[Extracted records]
-------------------------

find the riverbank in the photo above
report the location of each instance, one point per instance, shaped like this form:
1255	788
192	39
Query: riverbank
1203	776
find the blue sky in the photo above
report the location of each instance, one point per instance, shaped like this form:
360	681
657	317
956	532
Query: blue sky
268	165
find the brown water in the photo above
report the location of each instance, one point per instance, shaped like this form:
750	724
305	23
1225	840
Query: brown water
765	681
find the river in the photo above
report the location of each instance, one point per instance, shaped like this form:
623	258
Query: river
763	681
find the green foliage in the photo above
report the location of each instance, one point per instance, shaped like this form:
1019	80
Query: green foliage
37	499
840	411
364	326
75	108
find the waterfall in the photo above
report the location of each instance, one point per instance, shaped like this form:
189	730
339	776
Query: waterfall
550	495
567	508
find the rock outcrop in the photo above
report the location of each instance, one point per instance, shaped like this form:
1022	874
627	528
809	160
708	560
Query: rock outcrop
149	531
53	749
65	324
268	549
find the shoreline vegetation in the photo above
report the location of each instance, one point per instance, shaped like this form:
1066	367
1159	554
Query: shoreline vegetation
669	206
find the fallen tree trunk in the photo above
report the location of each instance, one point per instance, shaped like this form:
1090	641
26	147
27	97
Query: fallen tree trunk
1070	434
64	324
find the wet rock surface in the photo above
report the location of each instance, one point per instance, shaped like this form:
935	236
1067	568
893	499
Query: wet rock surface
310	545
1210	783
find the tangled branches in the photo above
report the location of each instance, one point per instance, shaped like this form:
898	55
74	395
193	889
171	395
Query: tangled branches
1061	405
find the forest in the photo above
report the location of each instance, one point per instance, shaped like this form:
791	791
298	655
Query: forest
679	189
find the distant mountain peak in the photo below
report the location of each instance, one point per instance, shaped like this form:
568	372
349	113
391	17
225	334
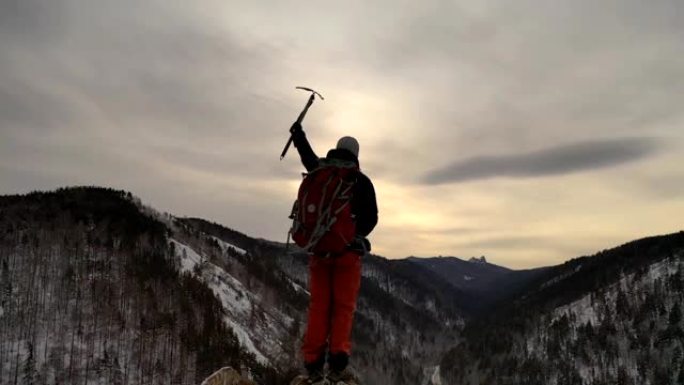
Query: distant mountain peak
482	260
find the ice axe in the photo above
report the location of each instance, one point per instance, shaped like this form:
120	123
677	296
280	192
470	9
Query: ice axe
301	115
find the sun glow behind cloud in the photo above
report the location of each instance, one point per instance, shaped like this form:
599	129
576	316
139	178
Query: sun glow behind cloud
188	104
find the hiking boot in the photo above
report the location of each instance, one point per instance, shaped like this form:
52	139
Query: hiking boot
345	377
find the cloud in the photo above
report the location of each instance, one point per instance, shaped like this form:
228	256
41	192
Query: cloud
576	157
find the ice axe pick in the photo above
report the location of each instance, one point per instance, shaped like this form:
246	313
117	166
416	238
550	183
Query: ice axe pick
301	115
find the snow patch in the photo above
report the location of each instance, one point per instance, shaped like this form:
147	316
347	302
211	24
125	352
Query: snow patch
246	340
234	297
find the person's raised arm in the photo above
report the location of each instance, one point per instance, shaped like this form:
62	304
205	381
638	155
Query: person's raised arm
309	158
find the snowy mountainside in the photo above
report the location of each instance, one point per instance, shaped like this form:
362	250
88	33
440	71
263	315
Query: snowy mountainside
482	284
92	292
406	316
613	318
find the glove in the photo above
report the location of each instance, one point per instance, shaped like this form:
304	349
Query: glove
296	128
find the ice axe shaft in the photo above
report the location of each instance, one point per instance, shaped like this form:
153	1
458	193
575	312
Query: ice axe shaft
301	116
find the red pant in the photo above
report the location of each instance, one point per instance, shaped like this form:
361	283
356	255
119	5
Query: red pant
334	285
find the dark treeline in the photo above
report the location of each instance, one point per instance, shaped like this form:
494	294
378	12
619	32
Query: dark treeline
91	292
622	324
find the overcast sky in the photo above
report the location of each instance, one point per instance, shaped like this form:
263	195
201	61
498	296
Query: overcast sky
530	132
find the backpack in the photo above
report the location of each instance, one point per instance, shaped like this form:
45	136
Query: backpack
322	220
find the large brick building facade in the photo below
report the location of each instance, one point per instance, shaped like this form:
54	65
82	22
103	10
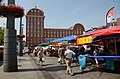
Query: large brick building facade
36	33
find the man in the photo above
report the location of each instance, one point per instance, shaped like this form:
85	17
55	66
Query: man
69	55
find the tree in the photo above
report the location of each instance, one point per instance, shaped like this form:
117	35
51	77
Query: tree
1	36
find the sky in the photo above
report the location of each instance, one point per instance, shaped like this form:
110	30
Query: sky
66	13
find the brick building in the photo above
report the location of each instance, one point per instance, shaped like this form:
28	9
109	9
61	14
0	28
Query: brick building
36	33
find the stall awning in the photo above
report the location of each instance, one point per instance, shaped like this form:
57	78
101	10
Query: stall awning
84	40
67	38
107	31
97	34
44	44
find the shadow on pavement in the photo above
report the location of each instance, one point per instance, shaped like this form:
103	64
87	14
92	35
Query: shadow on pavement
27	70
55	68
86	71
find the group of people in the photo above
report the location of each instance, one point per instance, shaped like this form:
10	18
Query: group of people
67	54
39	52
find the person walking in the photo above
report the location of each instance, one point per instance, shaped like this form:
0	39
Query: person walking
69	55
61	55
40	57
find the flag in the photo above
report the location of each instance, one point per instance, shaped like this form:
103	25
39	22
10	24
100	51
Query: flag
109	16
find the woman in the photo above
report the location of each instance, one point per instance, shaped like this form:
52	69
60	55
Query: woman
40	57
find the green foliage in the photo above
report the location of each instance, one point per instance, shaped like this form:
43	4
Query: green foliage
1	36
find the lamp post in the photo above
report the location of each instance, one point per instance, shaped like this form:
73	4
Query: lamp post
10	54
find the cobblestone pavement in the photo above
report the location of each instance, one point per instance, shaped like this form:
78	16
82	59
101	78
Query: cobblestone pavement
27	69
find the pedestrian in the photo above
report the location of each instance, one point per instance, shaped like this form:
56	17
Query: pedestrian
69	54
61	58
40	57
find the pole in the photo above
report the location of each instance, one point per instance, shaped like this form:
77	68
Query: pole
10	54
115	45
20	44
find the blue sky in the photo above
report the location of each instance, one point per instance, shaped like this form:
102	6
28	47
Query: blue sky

-------------------------

EXERCISE DESCRIPTION:
Rewrite the data above, starting with the line that contains "find the sky in the photo above" and going on through the end of the data, keeping every line in place. Shift each coordinate in the answers by adding -138 to it, and leave all other numbers as they are.

OUTPUT OF THE TASK:
find the sky in the photo above
report the location of each instance, one point per instance, shaped like this form:
110	30
Query: sky
-72	-125
find the brick building in the photo above
report the location of each instance, one point per instance, shaped like this form:
28	9
109	9
61	14
0	28
Query: brick building
-102	-105
find the stall awning in the photo above
report the location of each instance, one point per instance, shaped like this form:
57	78
101	10
Query: stall awning
-54	-98
-71	-100
-31	-107
-41	-104
-94	-94
find the shadow on pavement in the photo above
report the location of each instance, one point per instance, shaped like this form:
103	64
87	14
92	35
Query: shadow on pavement
-111	-68
-83	-70
-52	-67
find the group of people in the photo above
report the location of each instance, one point per instance, shaped like this form:
10	18
Query: group of people
-71	-84
-99	-86
find the person walking in the photo above
report the location of each instance, one point per instance, shaped like this form:
0	39
Query: person walking
-69	-83
-77	-83
-98	-81
find the flag in the photo above
report the location of each instance, one point per instance, shaped like this form:
103	25
39	22
10	24
100	51
Query: flag
-29	-122
find the woman in the photo above
report the location of each instance, one point per instance, shaped like this form:
52	69
60	55
Query: woman
-98	-81
find the green foliage in the photo above
report the location of each instance, one point per instance, shaped like this form:
43	4
Query: green foliage
-137	-102
find the lamp post in the photo above
report the location of each instance, one point per instance, shaped like this form:
73	4
Query: lamp post
-128	-84
find the cobblestone pavement in the photo above
report the location of each instance, one point per instance, shaped like this form:
78	16
82	59
101	78
Query: cobblestone pavement
-111	-69
find the pedestrian in the photo above
report the location of each instance, one point per instance, shaped like this form:
56	17
Query: pedestrian
-69	-84
-77	-80
-98	-81
find the pole in the photo above
report the location of each instance, one point per instance, shaped like this form:
77	68
Query: pole
-128	-84
-23	-93
-118	-94
find the blue sky in the photo above
report the location of each instance, one point per instance, shaped like this form:
102	6
28	47
Query: blue sky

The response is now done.